**Yang ditanyakan**
Menurut analis dalam teks tentang warga China yang lebih banyak menabung, model pertumbuhan ekonomi China sejak 1980-an terlalu bergantung pada beberapa hal. Sebutkan semuanya.

**Teks bacaan**
------------------------

Orang China Mendadak Irit Belanja dan Banyak Nabung, Krisis?

Jakarta, CNBC Indonesia – Ketimbang banyak berbelanja setelah pelonggaran pembatasan pasca pandemi, penduduk China ternyata lebih banyak menyimpan gaji mereka daripada yang dilakukannya selama pandemi.

Read More

Menurut analis, ini adalah hasil dari model pertumbuhan ekonomi China sejak 1980-an yang banyak dikatakan terlalu bergantung pada investasi properti, infrastruktur, dan industri dan tidak cukup memberdayakan konsumen untuk mendapatkan dan membeli lebih banyak.

Pertumbuhan yang merosot, akan membuat rumah tangga perlu keputusan sulit. Warga China pun akan semakin terpaksa untuk menyimpan persediaan kebutuhan pokok, dari pada belanja bahan konsumsi lainnya.

Ekonom menilai, peningkatan bagian pendapatan nasional rumah tangga akan menyebabkan penurunan bagian sektor lain, baik bisnis – terutama industri-industri besar China – atau sektor pemerintah.

“Pemangkasan mereka akan membuat resesi tidak dapat dihindari,” kata Juan Orts, ekonom China di Fathom Consulting, dikutip dari Reuters, pada Selasa, (29/8/2023).

Orts melihat China tengah menuju “Jepangisasi,” yang merujuk pada “dekade yang hilang” stagnasi ekonomi Tokyo sejak tahun 1990-an.

Hal ini diperparah pasar tenaga kerja China lemah, dengan pengangguran pemuda mencapai rekor tertinggi di atas 21%. Sektor swasta, yang bertanggung jawab atas 80% dari lapangan kerja masih merangkak pulih dan menyesuaikan penindakan regulasi terhadap teknologi dan industri lainnya.

Hal ini menciptakan ‘kepanikan’ dari pemerintah. Regulator China telah berjanji untuk meningkatkan kredit kepada perusahaan, tetapi bisnis pada akhirnya dibatasi oleh permintaan domestik yang rapuh.

Atas hal ini, banyak ekonom telah menyerukan agar China meningkatkan jaringan pengaman sosialnya untuk meningkatkan tingkat konsumsi warganya. Di Beijing, misalnya telah menyediakan tunjangan pengangguran selama tiga hingga 24 bulan bernilai hingga 2.233 yuan per bulan.

Hal ini diperlukan karena ketidakpastian keuangan juga menghalangi para warga negeri tirai bambu ini untuk memiliki anak. Populasi China semakin menua dan menyusut, terutama pada kelompok usia 20-40 tahun, di mana orang biasanya mencapai puncak konsumsi seumur hidup.

Cari Solusi

Selama sebulan terakhir, pemerintah China telah mengumumkan puluhan langkah untuk meningkatkan konsumsi, termasuk berdiskusi di pertemuan penting Partai Komunis.

------------------------

**Data berikut**
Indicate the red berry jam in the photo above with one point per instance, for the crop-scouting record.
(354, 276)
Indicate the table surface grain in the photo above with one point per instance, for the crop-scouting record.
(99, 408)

------------------------

**Pembahasan**
Investasi properti, infrastruktur, dan industri.